◆ SOURCE EXTRACT
------------

Advirna LLC. We have entered into an agreement with Advirna LLC (“Advirna”), pursuant to which Advirna assigned to us its existing patent and technology rights related to sd-rxRNA technology. In exchange to the Company is obligated to pay Advirna an annual maintenance fee, a milestone payment upon the issuance of the first patent with valid claims covering the assigned technology and royalties on any licensing revenue received by us with respect to future licensing of the assigned Advirna patent and technology rights. We also granted back to Advirna a license under the assigned patent and technology rights for fields of use outside human therapeutics.

Our rights under the Advirna agreement will expire upon the later of: (i) the expiration of the last-to-expire of the “patent rights” (as defined therein) included in the Advirna agreement; or (ii) the abandonment of the last-to-be abandoned of such patents, unless earlier terminated in accordance with the provisions of the agreement.

------------

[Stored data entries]
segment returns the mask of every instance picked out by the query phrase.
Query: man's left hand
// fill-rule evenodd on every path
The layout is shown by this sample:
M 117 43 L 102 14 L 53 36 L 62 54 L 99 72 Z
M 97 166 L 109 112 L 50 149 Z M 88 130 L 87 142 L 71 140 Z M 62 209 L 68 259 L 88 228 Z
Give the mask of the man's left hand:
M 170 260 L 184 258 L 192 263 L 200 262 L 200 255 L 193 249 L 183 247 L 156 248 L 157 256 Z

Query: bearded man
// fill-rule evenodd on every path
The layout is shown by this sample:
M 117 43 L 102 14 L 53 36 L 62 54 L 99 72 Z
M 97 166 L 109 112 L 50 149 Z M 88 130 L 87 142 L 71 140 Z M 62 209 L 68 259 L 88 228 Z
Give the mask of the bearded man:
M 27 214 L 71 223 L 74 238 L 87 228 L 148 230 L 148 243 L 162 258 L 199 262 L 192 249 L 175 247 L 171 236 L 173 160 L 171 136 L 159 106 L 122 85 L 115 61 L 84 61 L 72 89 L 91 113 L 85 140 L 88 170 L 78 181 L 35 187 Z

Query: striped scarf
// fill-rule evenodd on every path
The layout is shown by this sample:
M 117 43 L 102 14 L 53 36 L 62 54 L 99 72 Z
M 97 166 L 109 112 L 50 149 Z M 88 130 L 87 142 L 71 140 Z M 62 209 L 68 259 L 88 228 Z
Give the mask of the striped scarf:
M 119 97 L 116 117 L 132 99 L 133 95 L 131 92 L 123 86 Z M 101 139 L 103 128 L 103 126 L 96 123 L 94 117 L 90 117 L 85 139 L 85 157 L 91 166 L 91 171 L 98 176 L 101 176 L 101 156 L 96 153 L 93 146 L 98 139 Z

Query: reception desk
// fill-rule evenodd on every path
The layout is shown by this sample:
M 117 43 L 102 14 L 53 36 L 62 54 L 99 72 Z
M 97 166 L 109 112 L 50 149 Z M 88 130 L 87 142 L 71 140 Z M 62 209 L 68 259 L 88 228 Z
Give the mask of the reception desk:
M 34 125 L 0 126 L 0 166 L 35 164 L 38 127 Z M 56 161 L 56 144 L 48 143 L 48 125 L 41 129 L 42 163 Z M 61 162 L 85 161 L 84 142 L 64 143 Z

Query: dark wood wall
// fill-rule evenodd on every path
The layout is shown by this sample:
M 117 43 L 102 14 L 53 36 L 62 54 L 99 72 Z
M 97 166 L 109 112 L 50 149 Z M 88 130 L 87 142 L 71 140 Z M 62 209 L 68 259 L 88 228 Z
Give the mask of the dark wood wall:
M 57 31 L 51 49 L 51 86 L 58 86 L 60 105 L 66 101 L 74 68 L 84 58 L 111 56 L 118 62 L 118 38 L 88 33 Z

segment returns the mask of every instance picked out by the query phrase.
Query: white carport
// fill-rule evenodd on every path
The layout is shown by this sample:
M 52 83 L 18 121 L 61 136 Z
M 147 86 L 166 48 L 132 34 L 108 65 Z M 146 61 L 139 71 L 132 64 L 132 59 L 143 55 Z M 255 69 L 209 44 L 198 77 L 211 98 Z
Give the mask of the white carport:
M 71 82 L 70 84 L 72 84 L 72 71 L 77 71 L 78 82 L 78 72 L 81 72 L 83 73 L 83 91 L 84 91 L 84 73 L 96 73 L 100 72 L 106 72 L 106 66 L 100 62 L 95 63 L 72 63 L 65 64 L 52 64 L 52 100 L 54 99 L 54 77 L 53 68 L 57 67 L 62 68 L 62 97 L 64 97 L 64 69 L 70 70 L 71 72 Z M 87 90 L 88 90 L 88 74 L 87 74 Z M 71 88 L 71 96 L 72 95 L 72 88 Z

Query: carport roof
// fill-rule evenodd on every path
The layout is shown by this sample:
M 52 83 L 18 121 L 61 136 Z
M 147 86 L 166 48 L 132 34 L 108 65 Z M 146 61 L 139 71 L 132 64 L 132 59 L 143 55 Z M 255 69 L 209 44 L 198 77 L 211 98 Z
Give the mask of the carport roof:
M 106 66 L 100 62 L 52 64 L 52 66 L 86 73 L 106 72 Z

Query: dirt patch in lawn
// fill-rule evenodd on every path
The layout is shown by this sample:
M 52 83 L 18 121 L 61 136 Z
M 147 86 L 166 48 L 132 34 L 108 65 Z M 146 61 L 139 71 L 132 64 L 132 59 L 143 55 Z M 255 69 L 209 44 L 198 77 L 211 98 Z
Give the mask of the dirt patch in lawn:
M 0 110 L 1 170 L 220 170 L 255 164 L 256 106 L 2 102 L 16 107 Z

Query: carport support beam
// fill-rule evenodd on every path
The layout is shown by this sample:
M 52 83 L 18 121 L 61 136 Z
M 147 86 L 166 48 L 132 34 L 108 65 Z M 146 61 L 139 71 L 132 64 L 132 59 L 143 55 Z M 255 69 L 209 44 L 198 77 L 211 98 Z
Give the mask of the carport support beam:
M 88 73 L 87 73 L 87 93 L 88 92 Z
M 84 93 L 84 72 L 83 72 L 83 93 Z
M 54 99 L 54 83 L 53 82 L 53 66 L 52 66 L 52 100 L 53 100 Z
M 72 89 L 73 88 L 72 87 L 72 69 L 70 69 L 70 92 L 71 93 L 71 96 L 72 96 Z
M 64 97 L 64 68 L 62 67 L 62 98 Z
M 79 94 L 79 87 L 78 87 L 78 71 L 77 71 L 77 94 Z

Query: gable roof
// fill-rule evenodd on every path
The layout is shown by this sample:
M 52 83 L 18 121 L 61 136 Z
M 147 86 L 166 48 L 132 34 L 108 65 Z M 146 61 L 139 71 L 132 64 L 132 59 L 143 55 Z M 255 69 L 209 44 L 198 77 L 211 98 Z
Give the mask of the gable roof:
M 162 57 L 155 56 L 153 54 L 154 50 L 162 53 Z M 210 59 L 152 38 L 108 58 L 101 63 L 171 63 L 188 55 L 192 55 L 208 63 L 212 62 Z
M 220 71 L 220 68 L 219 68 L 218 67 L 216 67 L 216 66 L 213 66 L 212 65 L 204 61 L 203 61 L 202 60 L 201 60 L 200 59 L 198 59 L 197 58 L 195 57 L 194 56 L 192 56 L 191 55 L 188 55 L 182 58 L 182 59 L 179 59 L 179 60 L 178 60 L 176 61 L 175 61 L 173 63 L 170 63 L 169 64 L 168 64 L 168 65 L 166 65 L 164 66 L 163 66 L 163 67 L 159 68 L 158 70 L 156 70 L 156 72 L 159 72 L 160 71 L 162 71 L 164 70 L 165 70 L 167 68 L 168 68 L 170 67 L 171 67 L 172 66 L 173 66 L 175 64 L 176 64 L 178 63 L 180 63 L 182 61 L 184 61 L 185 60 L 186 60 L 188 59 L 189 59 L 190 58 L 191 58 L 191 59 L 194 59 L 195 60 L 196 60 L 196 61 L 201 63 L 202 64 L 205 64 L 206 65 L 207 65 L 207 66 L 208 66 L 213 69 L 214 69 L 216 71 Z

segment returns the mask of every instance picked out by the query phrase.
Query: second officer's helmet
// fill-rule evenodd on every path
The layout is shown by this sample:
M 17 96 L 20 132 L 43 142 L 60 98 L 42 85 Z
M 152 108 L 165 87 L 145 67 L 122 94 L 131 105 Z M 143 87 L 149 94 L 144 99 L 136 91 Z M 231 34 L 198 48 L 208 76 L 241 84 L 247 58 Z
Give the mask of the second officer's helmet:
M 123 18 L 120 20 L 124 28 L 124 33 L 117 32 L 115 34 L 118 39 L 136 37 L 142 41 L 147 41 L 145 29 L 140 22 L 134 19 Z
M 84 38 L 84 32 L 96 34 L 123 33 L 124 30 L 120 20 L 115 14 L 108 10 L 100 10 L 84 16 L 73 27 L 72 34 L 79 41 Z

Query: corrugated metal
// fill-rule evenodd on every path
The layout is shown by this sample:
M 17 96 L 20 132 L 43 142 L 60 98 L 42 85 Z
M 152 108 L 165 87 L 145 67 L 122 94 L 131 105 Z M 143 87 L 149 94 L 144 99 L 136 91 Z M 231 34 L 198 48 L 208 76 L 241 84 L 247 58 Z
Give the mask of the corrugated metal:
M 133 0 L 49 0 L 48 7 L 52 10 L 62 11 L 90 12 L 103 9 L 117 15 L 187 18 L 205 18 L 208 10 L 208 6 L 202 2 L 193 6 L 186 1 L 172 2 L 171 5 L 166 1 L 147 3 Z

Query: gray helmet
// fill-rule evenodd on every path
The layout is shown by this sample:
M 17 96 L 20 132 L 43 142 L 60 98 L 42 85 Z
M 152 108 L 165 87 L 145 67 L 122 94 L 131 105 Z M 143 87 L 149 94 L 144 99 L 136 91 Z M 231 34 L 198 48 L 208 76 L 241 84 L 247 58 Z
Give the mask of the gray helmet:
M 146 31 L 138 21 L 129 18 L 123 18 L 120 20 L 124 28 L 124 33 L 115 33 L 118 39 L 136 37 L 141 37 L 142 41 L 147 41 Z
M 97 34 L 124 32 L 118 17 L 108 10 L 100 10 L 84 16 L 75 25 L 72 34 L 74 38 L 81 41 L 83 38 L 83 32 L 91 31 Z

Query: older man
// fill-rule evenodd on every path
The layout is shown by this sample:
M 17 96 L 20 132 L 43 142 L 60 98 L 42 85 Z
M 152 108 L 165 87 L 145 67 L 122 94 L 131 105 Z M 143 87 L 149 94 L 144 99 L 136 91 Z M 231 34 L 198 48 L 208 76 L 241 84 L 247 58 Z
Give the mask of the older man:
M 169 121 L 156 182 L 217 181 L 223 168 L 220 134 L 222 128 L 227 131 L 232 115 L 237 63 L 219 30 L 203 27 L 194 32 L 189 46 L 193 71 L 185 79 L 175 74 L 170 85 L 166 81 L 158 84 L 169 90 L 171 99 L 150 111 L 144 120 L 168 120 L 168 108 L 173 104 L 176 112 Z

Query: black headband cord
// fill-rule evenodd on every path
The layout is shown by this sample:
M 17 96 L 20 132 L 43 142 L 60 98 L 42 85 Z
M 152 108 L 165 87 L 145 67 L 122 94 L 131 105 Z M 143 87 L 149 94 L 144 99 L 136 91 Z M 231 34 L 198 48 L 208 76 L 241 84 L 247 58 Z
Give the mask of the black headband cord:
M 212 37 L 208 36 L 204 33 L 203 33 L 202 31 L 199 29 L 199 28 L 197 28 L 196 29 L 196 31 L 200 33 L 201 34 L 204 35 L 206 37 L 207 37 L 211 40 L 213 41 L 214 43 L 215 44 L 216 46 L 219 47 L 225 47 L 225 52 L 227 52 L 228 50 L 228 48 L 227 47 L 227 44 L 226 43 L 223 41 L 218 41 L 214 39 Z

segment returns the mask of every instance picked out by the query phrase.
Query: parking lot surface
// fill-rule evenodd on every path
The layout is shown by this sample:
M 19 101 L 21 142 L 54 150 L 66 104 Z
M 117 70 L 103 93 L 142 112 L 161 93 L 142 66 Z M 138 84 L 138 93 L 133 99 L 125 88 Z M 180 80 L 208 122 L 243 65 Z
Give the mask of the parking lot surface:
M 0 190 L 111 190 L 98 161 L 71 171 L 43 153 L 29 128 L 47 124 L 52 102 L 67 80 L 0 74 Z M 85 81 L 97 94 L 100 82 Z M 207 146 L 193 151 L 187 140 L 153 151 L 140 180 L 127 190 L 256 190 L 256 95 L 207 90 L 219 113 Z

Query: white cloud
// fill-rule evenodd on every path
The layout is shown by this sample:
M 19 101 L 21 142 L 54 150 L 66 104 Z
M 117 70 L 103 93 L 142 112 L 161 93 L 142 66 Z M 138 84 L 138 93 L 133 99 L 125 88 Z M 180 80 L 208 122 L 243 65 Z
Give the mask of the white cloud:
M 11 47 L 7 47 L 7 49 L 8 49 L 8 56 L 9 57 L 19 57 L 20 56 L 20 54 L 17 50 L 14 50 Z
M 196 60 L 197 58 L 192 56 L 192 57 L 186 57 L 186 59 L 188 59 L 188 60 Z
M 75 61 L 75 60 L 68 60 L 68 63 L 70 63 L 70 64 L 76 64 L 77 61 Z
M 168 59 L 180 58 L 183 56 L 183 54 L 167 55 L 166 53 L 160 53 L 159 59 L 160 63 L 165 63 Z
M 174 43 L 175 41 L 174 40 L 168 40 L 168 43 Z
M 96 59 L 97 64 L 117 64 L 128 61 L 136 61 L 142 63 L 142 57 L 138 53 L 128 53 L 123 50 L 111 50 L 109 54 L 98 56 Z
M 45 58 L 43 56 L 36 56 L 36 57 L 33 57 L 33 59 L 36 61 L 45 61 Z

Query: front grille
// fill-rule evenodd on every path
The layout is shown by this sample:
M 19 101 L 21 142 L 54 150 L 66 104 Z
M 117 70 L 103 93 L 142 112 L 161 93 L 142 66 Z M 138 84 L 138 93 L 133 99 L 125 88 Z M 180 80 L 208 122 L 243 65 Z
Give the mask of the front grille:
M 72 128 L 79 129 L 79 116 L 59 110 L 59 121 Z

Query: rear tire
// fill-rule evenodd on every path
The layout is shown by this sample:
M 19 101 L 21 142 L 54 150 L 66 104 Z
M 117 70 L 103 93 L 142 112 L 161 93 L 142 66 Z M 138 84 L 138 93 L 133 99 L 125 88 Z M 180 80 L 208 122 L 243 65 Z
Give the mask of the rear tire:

------------

◆ ASSIGNMENT
Rewrite the Advirna agreement passage from "Our rights under" up to and including "of the agreement.", substituting "lapse" for "abandonment".

◆ PROBLEM SOLUTION
Our rights under the Advirna agreement will expire upon the later of: (i) the expiration of the last-to-expire of the “patent rights” (as defined therein) included in the Advirna agreement; or (ii) the lapse of the last-to-be abandoned of such patents, unless earlier terminated in accordance with the provisions of the agreement.